**What to work on**
Write out, word for word, the lines of the material below, from the line with "concrete retaining wall?" up to and including the line with "(47, 22), (52, 71)".

======== Source material ========

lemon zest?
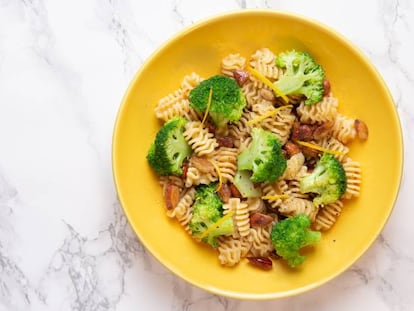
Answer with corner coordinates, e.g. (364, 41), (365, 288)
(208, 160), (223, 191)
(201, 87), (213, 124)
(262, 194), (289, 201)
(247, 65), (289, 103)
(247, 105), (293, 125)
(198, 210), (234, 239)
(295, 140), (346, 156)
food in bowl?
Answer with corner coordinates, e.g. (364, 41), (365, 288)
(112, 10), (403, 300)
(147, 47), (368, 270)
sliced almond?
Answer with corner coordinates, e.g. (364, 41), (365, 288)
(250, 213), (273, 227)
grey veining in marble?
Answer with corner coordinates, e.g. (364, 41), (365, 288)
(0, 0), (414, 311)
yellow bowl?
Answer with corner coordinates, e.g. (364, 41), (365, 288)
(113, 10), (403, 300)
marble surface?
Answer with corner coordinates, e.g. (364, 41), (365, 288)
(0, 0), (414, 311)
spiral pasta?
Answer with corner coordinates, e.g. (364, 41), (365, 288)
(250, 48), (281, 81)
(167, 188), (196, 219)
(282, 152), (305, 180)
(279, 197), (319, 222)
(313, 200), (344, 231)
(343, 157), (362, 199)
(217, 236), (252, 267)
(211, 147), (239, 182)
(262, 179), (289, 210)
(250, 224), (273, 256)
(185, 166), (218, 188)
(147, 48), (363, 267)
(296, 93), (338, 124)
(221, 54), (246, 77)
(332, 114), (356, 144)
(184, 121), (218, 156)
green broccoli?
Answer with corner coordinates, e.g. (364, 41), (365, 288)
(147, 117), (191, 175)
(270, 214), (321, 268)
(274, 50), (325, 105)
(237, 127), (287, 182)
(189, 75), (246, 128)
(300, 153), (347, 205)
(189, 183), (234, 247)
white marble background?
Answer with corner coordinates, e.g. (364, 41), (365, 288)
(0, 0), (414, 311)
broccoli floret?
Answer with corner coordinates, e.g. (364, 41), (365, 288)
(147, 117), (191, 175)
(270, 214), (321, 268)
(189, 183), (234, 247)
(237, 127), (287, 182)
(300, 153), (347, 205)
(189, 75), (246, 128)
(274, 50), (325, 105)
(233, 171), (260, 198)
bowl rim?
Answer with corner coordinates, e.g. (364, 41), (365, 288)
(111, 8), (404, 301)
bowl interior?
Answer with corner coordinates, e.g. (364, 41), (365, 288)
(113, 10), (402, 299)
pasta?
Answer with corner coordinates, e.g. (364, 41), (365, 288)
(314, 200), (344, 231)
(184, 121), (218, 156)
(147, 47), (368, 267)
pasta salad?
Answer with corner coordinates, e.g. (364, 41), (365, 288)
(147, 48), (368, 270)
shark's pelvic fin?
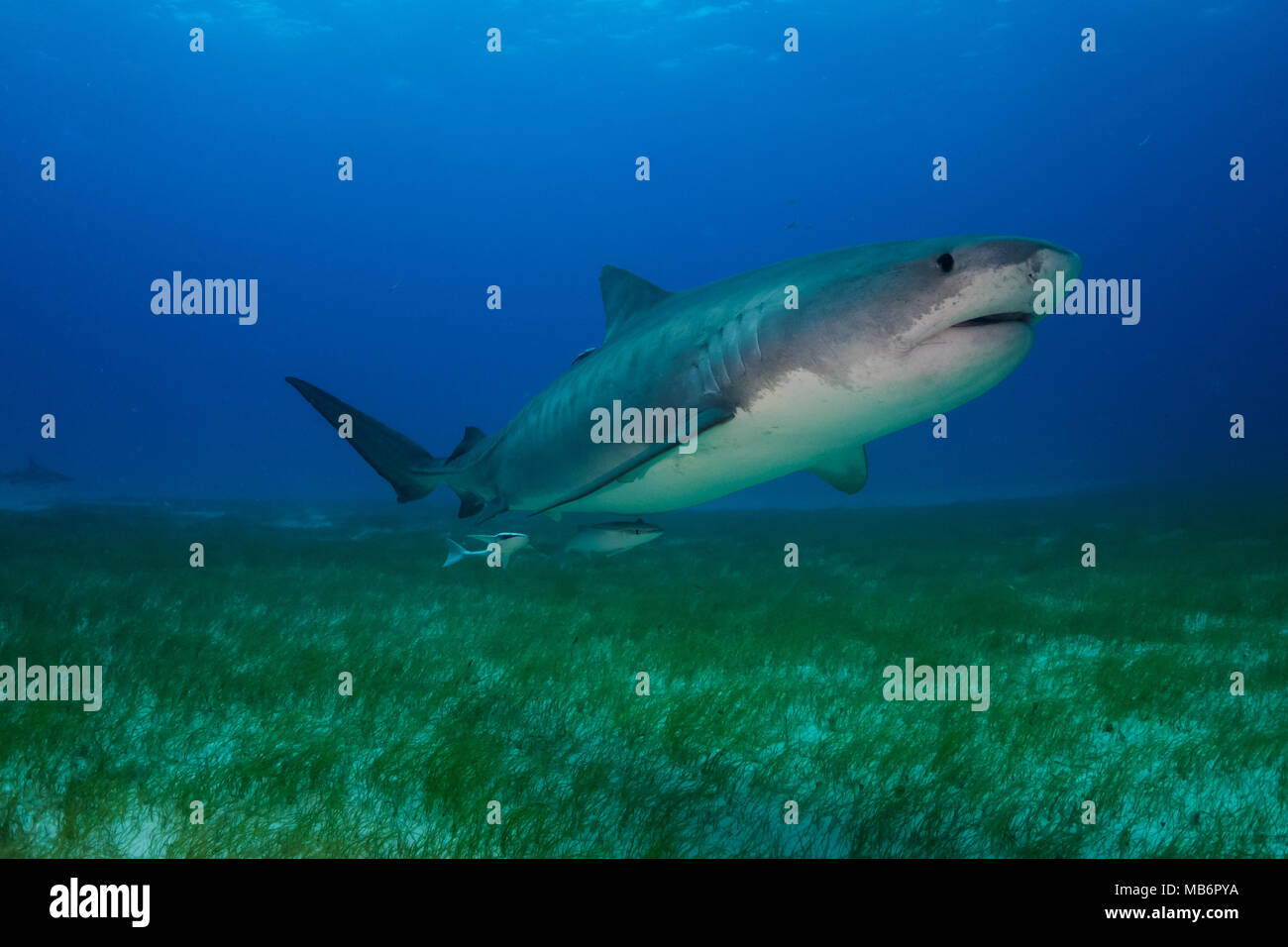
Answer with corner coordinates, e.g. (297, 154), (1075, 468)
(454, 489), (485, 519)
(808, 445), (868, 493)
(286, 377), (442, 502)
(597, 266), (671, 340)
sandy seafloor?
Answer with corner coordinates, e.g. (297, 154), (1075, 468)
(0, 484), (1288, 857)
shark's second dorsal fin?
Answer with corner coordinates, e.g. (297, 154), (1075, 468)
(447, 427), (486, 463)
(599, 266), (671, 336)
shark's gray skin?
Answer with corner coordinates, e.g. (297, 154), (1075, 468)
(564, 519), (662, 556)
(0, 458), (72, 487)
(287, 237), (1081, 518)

========
======== Source material ========

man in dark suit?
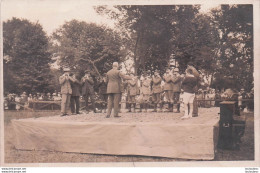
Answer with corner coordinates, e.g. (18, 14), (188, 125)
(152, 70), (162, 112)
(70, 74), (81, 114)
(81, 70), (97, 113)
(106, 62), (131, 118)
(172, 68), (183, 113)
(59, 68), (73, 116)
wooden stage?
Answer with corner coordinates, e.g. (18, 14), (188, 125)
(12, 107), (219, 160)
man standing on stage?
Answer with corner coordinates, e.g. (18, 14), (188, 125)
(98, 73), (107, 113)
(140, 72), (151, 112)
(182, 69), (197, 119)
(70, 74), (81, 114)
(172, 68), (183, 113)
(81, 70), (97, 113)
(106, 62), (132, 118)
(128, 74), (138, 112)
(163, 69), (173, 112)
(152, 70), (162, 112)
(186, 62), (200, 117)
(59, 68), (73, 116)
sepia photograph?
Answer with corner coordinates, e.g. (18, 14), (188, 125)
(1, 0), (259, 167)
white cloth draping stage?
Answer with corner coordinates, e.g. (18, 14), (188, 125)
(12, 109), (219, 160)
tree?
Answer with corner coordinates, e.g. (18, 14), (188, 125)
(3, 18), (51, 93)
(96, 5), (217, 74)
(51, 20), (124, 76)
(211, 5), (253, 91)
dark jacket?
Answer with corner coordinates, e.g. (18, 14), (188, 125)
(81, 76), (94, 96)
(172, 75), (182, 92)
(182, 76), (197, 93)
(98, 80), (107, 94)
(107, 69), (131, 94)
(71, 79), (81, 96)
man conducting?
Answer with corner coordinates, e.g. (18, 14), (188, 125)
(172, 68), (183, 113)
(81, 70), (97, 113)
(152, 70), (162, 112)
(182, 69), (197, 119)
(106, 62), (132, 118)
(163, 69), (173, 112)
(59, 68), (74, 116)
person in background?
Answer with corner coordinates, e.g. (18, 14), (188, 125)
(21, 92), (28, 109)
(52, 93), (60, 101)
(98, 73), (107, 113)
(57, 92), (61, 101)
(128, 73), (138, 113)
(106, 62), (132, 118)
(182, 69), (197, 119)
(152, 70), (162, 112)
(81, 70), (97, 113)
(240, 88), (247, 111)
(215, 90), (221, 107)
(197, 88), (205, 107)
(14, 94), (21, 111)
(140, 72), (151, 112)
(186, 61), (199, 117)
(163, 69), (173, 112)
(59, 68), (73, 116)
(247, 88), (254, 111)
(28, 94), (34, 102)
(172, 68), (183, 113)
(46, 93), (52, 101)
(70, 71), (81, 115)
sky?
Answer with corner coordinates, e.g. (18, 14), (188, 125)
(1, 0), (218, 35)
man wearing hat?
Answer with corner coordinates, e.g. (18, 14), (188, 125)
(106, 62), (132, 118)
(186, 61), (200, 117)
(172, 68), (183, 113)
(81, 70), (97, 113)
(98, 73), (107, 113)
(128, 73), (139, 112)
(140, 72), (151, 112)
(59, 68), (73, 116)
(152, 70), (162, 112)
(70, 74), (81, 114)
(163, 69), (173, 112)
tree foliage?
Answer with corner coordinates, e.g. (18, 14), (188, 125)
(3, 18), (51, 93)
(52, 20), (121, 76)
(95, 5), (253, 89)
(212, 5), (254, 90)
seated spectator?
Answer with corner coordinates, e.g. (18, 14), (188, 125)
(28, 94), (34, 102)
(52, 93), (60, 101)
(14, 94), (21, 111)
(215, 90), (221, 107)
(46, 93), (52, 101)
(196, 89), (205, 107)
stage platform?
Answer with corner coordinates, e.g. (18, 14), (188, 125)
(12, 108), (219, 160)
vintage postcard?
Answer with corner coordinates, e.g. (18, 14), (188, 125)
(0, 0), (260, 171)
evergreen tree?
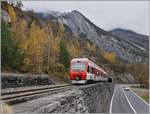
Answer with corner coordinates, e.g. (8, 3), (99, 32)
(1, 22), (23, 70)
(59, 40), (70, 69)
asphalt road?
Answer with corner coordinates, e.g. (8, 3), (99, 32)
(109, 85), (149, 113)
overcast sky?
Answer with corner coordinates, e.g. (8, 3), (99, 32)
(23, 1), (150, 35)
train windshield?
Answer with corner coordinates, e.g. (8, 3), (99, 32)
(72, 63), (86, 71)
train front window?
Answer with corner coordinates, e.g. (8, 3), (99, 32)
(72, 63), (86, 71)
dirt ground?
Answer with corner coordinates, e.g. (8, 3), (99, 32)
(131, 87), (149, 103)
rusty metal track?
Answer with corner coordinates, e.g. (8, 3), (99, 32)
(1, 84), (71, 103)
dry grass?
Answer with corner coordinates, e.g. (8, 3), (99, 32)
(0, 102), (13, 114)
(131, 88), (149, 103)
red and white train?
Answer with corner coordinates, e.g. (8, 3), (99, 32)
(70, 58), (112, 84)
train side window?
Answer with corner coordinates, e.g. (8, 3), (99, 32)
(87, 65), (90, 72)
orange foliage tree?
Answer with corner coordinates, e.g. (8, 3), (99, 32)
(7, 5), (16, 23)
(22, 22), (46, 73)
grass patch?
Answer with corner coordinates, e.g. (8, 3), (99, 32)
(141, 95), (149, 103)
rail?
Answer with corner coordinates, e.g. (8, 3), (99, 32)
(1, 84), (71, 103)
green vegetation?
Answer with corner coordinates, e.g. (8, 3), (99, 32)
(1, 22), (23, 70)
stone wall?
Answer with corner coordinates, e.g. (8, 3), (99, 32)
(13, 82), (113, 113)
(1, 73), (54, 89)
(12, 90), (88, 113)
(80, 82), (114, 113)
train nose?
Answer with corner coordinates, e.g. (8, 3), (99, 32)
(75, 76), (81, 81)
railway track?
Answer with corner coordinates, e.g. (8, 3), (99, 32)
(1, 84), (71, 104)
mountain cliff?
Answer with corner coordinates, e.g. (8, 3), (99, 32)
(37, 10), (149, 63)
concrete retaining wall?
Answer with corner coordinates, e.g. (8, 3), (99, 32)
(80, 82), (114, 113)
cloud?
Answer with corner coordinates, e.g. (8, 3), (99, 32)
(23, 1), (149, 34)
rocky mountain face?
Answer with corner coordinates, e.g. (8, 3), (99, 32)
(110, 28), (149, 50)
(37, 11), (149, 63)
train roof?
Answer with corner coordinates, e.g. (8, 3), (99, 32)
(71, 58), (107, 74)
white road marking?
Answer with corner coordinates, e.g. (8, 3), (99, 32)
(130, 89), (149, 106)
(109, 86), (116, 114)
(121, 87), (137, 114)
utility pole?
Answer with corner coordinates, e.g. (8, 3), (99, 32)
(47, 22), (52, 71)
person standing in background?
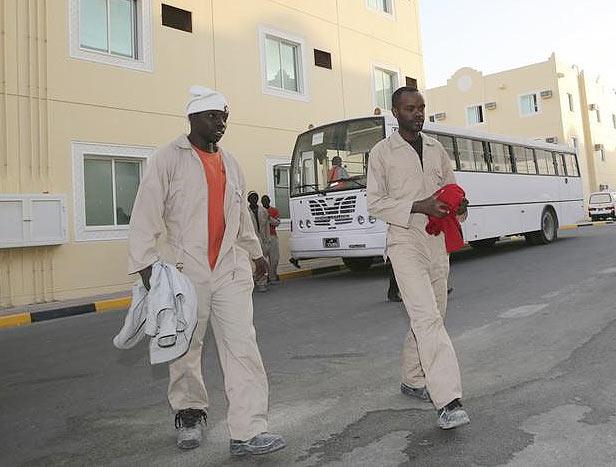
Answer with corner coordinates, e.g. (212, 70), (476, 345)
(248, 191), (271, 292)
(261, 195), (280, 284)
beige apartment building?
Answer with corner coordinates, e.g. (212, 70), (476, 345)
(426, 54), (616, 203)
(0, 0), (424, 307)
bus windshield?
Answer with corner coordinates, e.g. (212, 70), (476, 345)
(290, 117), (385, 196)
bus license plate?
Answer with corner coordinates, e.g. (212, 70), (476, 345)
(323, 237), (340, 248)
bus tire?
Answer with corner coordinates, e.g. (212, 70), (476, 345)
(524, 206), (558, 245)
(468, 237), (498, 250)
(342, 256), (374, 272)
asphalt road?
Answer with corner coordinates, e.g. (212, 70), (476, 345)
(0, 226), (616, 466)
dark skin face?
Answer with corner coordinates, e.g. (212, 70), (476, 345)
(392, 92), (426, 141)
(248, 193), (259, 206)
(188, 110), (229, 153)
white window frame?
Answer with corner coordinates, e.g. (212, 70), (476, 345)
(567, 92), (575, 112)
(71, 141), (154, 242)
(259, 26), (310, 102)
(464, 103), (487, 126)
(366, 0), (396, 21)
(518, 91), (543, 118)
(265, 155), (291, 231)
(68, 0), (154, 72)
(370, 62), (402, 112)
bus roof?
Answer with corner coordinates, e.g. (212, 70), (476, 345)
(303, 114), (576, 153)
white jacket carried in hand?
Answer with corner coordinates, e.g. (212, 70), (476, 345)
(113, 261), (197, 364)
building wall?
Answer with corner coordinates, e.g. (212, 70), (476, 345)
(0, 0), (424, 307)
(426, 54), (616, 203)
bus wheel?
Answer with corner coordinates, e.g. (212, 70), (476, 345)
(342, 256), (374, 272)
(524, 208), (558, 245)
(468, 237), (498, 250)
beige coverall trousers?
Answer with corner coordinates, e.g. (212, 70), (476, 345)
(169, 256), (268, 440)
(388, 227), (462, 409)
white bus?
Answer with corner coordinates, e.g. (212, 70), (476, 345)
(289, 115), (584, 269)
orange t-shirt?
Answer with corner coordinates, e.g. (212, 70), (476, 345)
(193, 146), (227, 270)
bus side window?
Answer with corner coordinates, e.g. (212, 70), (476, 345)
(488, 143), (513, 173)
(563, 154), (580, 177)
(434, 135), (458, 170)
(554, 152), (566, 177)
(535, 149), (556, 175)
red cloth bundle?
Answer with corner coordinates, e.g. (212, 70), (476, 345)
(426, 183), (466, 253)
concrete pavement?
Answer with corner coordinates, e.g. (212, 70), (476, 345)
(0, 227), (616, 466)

========
======== Source material ========

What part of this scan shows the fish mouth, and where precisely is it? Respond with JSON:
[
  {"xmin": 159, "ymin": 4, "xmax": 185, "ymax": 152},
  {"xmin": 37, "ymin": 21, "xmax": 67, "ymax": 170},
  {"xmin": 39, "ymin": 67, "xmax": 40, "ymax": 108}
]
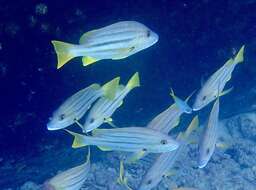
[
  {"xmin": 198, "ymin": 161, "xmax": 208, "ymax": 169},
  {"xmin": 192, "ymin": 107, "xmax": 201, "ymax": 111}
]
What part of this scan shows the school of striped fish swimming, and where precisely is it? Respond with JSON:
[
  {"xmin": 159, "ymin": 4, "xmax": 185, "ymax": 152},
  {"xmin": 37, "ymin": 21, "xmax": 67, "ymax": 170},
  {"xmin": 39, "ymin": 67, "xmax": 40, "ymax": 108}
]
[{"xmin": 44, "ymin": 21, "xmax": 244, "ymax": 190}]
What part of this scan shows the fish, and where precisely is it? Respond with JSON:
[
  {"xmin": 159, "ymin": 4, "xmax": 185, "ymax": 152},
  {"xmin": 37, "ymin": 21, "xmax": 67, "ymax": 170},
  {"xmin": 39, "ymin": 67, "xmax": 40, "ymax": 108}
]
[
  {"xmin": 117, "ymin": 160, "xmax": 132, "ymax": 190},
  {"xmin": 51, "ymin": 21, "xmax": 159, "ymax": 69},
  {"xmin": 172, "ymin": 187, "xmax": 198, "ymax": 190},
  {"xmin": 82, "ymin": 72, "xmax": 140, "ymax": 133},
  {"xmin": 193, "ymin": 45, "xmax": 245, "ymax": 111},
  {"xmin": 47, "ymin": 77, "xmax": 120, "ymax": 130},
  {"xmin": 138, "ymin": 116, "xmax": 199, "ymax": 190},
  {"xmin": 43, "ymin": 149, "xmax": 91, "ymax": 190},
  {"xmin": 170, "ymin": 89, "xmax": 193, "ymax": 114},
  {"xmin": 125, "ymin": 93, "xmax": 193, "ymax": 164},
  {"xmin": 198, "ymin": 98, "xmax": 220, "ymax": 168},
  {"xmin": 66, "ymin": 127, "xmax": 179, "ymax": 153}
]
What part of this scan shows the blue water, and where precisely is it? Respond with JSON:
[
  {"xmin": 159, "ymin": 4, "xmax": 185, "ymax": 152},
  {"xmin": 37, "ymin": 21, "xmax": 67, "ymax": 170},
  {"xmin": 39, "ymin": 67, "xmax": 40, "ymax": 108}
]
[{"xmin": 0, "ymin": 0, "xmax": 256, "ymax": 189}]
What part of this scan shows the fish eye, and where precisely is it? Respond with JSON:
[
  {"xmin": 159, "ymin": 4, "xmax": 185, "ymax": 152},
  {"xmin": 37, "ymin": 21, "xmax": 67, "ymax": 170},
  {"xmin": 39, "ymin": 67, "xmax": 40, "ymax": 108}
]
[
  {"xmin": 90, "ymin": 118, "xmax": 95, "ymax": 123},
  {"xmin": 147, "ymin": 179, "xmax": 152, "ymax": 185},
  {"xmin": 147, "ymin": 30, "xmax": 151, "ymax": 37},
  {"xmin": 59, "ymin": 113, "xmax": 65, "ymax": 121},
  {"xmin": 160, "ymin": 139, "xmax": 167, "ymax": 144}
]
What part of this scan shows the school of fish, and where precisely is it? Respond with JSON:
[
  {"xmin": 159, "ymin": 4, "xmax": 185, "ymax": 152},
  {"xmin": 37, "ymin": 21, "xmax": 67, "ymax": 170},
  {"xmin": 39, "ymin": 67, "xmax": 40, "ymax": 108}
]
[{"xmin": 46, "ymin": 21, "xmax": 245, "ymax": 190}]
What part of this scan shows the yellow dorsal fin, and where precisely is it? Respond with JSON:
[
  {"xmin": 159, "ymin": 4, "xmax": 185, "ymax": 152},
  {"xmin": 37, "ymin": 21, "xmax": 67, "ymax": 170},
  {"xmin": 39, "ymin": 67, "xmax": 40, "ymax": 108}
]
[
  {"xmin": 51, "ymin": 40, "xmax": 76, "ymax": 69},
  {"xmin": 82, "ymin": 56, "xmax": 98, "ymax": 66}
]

========

**Written solution**
concrete retaining wall?
Answer with corner coordinates, e.g. (8, 3), (99, 32)
(80, 82), (114, 113)
cloud?
Answer with corner coordinates, e.g. (8, 3), (99, 32)
(23, 1), (149, 34)
rocky mountain face?
Answer with corner coordinates, e.g. (8, 3), (99, 32)
(110, 28), (149, 50)
(37, 11), (149, 63)
train roof?
Answer with corner coordinates, e.g. (8, 3), (99, 32)
(71, 58), (107, 74)
white road marking?
Answer with corner coordinates, e.g. (8, 3), (99, 32)
(130, 89), (149, 106)
(109, 86), (116, 114)
(121, 87), (137, 114)
utility pole?
Answer with corner coordinates, e.g. (8, 3), (99, 32)
(47, 22), (52, 71)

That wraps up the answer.